_What is required:_ Give back all of the data exactly as written.

BEGIN Materials provided

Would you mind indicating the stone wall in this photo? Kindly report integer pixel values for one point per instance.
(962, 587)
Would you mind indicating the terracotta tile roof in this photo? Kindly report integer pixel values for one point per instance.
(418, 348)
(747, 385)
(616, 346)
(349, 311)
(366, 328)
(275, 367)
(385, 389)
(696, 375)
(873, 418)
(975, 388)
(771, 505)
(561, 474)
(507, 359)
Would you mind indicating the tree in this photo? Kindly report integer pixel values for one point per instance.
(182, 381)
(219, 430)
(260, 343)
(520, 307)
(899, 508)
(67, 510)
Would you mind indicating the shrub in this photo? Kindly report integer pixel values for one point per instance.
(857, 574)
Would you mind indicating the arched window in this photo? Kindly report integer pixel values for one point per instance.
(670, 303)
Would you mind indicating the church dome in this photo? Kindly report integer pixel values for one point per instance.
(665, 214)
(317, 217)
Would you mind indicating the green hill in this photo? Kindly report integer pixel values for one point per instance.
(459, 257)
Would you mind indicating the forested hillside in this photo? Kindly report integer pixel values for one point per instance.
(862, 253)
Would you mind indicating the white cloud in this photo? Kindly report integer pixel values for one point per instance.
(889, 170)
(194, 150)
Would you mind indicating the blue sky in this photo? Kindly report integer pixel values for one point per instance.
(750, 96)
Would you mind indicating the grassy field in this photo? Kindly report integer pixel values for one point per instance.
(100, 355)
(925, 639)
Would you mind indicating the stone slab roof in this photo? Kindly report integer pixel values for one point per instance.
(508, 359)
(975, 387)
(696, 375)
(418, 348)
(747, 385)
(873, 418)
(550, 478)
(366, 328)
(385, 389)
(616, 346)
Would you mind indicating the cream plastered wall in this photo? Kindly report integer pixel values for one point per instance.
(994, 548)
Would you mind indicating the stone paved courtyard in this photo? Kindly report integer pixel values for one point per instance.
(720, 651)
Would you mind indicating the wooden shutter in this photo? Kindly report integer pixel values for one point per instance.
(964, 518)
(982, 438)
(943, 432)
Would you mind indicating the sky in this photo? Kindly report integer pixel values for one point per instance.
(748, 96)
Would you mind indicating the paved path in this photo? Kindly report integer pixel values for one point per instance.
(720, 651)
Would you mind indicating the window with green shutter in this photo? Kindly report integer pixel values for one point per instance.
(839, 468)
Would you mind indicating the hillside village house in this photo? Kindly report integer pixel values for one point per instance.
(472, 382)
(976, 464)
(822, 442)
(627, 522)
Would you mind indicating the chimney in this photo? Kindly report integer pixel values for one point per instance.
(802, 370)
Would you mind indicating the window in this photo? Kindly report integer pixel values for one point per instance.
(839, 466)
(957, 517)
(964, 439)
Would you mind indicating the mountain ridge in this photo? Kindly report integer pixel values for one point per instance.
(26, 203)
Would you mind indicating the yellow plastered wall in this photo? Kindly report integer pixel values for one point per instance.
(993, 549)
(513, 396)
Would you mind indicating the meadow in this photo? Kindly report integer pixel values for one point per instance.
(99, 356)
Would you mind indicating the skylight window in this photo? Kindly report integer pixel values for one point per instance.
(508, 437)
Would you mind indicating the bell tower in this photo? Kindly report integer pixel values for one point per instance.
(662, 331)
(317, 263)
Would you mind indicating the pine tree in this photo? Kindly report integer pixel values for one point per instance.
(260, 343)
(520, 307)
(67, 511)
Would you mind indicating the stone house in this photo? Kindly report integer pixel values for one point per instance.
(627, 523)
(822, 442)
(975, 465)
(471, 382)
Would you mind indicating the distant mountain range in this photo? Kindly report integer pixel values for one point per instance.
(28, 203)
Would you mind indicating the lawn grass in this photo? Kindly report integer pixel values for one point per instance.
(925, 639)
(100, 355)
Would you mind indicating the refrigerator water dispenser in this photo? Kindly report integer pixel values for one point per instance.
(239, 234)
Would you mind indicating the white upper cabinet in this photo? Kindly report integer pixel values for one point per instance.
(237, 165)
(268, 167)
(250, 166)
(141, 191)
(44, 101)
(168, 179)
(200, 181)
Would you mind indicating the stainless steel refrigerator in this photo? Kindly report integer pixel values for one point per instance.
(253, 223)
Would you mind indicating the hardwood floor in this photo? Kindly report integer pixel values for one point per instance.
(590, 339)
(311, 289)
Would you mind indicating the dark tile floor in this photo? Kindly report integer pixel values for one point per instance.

END Materials provided

_Solution:_
Would you mind indicating the stone wall in this photo? Kindly report integer pixel values for one point per instance.
(962, 587)
Would you mind indicating the terracotta tile roof in this photo? Kindly report integer pixel values for one point per instance.
(418, 348)
(747, 385)
(616, 346)
(349, 311)
(366, 328)
(275, 367)
(385, 389)
(696, 375)
(873, 418)
(975, 388)
(771, 505)
(561, 474)
(507, 359)
Would you mind indicating the tree in this photo? Kindly report integer pixel values for one point per instance.
(182, 381)
(219, 430)
(260, 343)
(520, 307)
(899, 508)
(67, 510)
Would you mind indicating the shrub in this photo? Kindly report integer pixel values for one point per instance.
(857, 574)
Would you mind indicating the arched window in this photo? Kindly report integer pixel values for one point per instance.
(670, 303)
Would you mind indicating the church dome in this photo? Kindly report integer pixel values for one point per instance.
(665, 214)
(317, 217)
Would you mind indicating the green hill in this photo? Kindly report integer pixel values for one point per instance.
(459, 257)
Would you mind indicating the forested hillside in this photo? Kindly report integer pixel values for one point per instance.
(862, 253)
Would you mind indicating the white cloud in this photo? Kindly report integer pixel values for one point per instance.
(889, 170)
(194, 150)
Would you mind indicating the blue sky in this photo? Kindly report integer pixel values for one point per instance.
(750, 96)
Would you mind indicating the grassy field in this photo? Kindly report integer pixel values for one point per instance.
(100, 355)
(925, 639)
Would you mind indicating the stone slab roof in this photo? Kindly report integer pixel values for one point per instance.
(508, 359)
(975, 387)
(696, 375)
(418, 348)
(747, 385)
(873, 418)
(550, 478)
(366, 328)
(385, 389)
(616, 346)
Would you mind indicating the cream plastered wall in this photo? Kindly report integer pixel values for one point per instance.
(994, 548)
Would you mind indicating the stone paved courtyard in this photo? Kindly report integer pixel values for one point per instance.
(720, 651)
Would you mind indicating the wooden shutter in this photo? Kindly report integer pixel values for one point per instance.
(964, 518)
(982, 438)
(943, 432)
Would you mind indicating the sky in this photo? Kindly report integer pixel values for one point per instance.
(748, 96)
Would you mind indicating the paved path in this photo? Kindly report integer pixel values for one point per instance.
(720, 651)
Would you mind indicating the window with green shutter in this photo? Kindly report integer pixel values for one point per instance.
(839, 468)
Would you mind indicating the hillside village house in this photo? Kindly report integer pixel values for one point per instance.
(472, 382)
(976, 464)
(822, 442)
(627, 522)
Would you mind indicating the chimney in this photo? Kindly report integer pixel values for one point per instance.
(802, 370)
Would you mind indicating the window in this photo? Kindly report integer pixel values for one point per instance.
(839, 466)
(957, 517)
(964, 439)
Would you mind indicating the mountain ridge in this photo? Kindly report integer pixel values for one point per instance.
(26, 203)
Would you mind indicating the yellow plastered wall in this photo? Kindly report integer pixel values for one point per instance.
(993, 549)
(513, 396)
Would you mind indicating the meadow in this photo? Kindly report integer pixel values for one point per instance.
(99, 356)
Would you mind indicating the skylight window in this photo? Kindly report integer pixel values for one point per instance.
(508, 437)
Would you mind indicating the bell tower in this photo? Kindly report integer pixel values for one point per instance.
(662, 331)
(317, 263)
Would you mind indicating the pine tree in this photo? Kindly report integer pixel values for one point per instance.
(260, 343)
(520, 307)
(67, 511)
Would you mind indicating the stone house in this photo? Kindly report integer pixel values for one point per instance.
(627, 523)
(822, 442)
(975, 465)
(471, 382)
Would you mind indicating the distant mountain range in this photo? Kindly report integer pixel values for one point per instance.
(28, 203)
Would you mind indicating the lawn grass in this photo? Kindly report integer pixel values for one point per instance.
(925, 639)
(100, 355)
Would you mind indicating the refrigerator water dispenser in this photo? Kindly report integer pixel values for one point per instance.
(239, 234)
Would you mind indicating the white upper cabinet in this photo? Kindly report integer pixel values for one point per instance.
(237, 165)
(268, 167)
(250, 166)
(141, 191)
(44, 101)
(168, 179)
(200, 181)
Would you mind indicating the stainless steel refrigerator in this photo? Kindly report integer pixel values for one point per instance.
(253, 223)
Would you mind indicating the hardwood floor in this photo? Kindly report integer pixel values for one point per instance.
(590, 339)
(311, 289)
Would you mind indicating the dark tile floor in this photo? Kindly report integer pixel values for one point per instance.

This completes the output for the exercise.